BEGIN Data rows

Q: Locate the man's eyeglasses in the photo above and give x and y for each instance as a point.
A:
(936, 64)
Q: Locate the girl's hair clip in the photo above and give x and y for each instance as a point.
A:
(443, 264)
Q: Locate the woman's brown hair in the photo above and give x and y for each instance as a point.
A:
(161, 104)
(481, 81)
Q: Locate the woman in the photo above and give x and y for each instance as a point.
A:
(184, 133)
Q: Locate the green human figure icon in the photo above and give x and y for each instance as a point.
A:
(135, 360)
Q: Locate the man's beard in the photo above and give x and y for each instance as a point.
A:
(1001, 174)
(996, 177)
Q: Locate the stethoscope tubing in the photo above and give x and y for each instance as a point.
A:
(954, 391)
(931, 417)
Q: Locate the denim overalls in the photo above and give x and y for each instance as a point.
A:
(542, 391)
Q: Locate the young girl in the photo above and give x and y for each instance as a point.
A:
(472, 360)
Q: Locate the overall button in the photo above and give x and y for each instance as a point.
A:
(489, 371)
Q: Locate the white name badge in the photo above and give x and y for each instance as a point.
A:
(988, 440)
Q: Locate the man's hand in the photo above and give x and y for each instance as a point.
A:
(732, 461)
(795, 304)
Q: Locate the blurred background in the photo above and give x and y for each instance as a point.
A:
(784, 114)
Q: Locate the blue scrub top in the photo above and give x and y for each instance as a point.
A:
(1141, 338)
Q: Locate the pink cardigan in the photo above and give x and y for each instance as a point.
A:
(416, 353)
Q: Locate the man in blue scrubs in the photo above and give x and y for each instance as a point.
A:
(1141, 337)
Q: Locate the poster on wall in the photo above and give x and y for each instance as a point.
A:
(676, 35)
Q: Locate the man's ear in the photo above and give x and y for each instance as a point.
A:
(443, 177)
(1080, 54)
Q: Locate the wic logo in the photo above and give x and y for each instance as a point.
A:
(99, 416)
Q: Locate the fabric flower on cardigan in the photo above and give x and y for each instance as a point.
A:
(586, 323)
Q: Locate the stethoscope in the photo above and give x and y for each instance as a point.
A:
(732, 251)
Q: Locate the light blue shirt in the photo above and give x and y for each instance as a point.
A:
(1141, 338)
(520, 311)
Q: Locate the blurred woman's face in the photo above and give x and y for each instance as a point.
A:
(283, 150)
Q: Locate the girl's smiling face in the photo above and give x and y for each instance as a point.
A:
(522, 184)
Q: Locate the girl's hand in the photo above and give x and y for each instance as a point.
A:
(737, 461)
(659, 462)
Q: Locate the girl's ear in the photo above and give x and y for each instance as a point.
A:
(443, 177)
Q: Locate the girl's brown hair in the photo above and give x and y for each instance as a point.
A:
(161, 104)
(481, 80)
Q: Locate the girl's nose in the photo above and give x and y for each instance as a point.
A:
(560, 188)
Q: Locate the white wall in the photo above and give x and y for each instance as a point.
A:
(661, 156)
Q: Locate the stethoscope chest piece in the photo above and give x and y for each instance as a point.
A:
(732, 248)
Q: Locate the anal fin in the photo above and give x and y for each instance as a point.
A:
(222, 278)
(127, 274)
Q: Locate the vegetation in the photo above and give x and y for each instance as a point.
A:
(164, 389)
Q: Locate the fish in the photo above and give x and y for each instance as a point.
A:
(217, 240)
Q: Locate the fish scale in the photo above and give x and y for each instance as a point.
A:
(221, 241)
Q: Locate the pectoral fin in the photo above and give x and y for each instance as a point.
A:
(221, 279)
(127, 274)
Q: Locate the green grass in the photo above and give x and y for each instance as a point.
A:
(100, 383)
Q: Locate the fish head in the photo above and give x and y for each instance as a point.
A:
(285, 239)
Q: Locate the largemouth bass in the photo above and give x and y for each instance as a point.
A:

END Data rows

### Description of the task
Copy out each line exactly as written.

### Expected answer
Q: Locate the man's eyeglasses in the photo above and give x and y for each instance as a point.
A:
(936, 64)
Q: Locate the girl's hair clip in the photo above and give x and y for each instance as a point.
A:
(443, 264)
Q: Locate the woman's brown hair in the photo above and give x and y for each instance as a point.
A:
(161, 104)
(481, 81)
Q: Locate the woman in the photo above and give x and y for each instance as a point.
A:
(184, 133)
Q: Locate the green human figure icon in the photo above and give x and y for each instance as a point.
A:
(135, 360)
Q: Locate the man's beard in the photo above and give x and y for each instance as a point.
A:
(1001, 174)
(996, 177)
Q: Locate the stethoscope tubing in the photo above and give x and y for each instance as a point.
A:
(954, 391)
(931, 417)
Q: Locate the denim overalls in the photo above and give x and y for each instance as a point.
A:
(542, 391)
Q: Locate the young girl in the photo above and give x and y for each instance as a point.
A:
(472, 360)
Q: Locate the overall button in the photo above and give x and y for each instance as a point.
A:
(489, 371)
Q: Locate the white name badge in the photo above and give x and y for each instance as a point.
A:
(988, 440)
Q: Locate the man's hand in the photo above and give x and y for each instance as a point.
A:
(732, 461)
(795, 304)
Q: Locate the blurred background in the photo above and give x and y for each instance as a point.
A:
(784, 114)
Q: Locate the blue scrub top in the photo above and give x and y for each instance as a point.
A:
(1141, 338)
Q: Locate the pink cardigan in the photo above and give x and y for each instance as a point.
A:
(416, 353)
Q: Locate the man in blue scrubs in the photo above and give x and y for each instance as a point.
A:
(1141, 337)
Q: Locate the poster on wall in the photo above and give x and y for each instance as a point.
A:
(676, 35)
Q: Locate the man's ear in the photo above and give x and y for each instance as a point.
A:
(443, 177)
(1080, 54)
Q: Locate the wic logo in the photo above and give x and y for each instance as a point.
A:
(99, 416)
Q: Locate the fabric flower on cardigan in the photo above and give x and y for each instance as a point.
A:
(586, 323)
Q: Locate the stethoscope in the photo above and give x and y for each instance as a point.
A:
(732, 251)
Q: Locate the light blue shirt in the photo above and give x and y for each instance as a point.
A:
(1141, 338)
(520, 311)
Q: Locate the blurred woman's face in the photo above and give x and y for each instance as a point.
A:
(283, 150)
Q: Locate the girl's smiling face in the photo above and give x and y for each instance as a point.
A:
(522, 184)
Q: Locate the girl's hand in the photo above and give x and y for each instance as a point.
A:
(737, 461)
(659, 462)
Q: Locate the girl's ear in the photo above and give x and y for each instance as a point.
A:
(443, 177)
Q: Locate the girl's brown hair in the photo above and give x and y for each instance as a point.
A:
(161, 104)
(481, 80)
Q: Locate the girl's nose in the photo above and give x and y for each instance as a point.
A:
(560, 188)
Q: Locate the white wall in the photo above and give x and y for each instance as a point.
A:
(661, 156)
Q: Locate the stethoscope chest piece in the photo above and give x and y for each instance as a point.
A:
(732, 248)
Q: Locate the anal fin in the photo above and give x and y for each instance as a point.
A:
(222, 278)
(127, 274)
Q: Locate the vegetation in the photo above and give x and y for each instance as a point.
A:
(164, 389)
Q: Locate the fish in the photo above and give x and y for each instance as a point.
A:
(217, 240)
Q: Locate the fish scale in the photo above and give x and y for each instance as a point.
A:
(221, 241)
Q: Locate the pectoral fin in the photo above and give x and y for each instance as a point.
A:
(221, 279)
(127, 274)
Q: Locate the green grass in the photo above and give x and y for each instance as a point.
A:
(100, 383)
Q: Locate the fish head in the photo above and give x and y for each instance as a point.
A:
(285, 239)
Q: Locate the largemouth bass in the photo above and give x and y for each instance as a point.
A:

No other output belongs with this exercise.